━━━ Rows

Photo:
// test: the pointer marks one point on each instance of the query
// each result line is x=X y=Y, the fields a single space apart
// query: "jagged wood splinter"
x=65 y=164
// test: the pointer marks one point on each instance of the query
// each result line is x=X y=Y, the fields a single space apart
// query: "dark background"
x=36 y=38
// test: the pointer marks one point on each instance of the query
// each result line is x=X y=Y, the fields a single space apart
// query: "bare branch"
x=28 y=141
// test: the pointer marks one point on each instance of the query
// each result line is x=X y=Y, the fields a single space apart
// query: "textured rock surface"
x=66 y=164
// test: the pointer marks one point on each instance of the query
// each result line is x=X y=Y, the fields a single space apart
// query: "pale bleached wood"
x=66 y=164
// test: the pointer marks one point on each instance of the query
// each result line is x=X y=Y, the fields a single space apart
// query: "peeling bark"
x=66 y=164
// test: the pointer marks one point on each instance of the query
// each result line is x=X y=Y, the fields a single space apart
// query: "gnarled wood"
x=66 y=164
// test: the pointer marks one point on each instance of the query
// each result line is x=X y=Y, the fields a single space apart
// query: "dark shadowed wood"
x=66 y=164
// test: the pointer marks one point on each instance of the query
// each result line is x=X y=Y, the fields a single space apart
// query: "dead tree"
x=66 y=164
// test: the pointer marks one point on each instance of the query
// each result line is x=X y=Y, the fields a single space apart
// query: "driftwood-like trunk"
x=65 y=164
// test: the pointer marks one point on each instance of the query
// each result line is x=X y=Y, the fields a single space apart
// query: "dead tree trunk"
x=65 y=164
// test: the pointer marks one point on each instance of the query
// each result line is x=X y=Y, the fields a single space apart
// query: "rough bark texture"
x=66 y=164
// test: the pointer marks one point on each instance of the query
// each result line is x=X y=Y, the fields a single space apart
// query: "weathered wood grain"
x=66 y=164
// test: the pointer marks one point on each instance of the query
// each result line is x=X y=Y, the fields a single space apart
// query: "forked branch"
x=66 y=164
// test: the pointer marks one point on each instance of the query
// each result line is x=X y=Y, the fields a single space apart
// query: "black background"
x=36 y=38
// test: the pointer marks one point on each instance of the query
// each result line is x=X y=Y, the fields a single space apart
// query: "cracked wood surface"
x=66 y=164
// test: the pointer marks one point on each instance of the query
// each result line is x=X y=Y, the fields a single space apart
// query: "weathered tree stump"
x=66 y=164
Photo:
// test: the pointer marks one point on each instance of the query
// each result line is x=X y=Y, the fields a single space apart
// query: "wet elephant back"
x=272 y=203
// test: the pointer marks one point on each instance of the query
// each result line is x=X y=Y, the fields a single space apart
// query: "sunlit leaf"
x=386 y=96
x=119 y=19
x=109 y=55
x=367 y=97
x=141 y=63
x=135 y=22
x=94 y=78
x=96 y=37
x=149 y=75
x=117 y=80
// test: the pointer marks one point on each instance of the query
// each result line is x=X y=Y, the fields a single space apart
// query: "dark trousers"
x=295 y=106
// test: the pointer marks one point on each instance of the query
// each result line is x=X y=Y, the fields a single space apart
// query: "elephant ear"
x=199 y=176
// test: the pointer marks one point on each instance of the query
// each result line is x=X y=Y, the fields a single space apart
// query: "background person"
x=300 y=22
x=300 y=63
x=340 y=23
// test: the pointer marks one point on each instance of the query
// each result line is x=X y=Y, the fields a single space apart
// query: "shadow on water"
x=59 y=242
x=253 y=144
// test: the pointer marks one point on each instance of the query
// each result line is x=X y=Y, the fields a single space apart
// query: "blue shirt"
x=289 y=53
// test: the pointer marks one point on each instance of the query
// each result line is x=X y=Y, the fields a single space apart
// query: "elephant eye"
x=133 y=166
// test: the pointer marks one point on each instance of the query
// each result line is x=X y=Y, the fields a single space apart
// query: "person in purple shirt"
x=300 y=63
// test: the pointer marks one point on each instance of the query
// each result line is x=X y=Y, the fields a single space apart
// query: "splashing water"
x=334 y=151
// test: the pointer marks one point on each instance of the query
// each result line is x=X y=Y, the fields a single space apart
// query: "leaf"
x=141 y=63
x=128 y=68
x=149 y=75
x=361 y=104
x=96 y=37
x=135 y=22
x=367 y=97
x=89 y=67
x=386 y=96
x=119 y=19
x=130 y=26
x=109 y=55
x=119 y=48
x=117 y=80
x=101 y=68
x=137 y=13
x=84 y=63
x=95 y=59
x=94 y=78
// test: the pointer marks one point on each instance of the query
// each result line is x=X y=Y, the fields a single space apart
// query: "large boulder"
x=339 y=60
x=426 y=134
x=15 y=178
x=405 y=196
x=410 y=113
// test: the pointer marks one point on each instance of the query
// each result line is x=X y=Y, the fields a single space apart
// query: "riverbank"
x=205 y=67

━━━━━━
━━━ Rows

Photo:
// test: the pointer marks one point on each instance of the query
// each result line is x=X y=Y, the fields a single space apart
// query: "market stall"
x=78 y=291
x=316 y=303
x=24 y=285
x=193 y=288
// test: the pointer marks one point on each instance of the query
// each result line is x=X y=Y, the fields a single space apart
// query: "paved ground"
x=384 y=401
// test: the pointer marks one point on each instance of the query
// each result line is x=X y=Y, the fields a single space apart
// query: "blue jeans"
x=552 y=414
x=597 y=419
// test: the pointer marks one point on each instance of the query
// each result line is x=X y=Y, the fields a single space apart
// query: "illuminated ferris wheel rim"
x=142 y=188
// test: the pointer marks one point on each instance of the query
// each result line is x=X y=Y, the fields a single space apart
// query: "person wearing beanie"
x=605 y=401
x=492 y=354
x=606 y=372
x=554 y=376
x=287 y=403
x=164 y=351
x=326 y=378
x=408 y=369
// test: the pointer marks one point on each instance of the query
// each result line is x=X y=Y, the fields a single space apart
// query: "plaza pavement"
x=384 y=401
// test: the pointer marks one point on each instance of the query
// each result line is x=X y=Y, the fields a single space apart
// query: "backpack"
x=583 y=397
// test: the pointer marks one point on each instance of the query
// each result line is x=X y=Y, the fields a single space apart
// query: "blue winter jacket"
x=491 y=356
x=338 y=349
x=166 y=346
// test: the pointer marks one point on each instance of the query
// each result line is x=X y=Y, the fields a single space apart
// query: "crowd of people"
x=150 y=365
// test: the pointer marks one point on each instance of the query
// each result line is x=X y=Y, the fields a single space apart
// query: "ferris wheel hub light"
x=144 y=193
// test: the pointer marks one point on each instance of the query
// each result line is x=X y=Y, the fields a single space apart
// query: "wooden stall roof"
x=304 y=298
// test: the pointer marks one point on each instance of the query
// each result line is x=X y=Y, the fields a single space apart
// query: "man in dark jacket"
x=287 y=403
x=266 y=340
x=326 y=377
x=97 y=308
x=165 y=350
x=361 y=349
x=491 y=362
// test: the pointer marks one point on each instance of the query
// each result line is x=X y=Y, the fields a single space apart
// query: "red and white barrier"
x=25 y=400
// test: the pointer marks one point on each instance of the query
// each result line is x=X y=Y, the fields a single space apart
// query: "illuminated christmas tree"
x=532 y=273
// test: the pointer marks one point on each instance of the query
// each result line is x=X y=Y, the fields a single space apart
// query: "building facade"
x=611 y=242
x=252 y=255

━━━━━━

● **Requirement**:
Pull out every line in the entries above that contains the string "trunk", and copy each one in full. Case counts when matching.

● **In response**:
// query: "driftwood-like trunk"
// query: "dead tree trunk"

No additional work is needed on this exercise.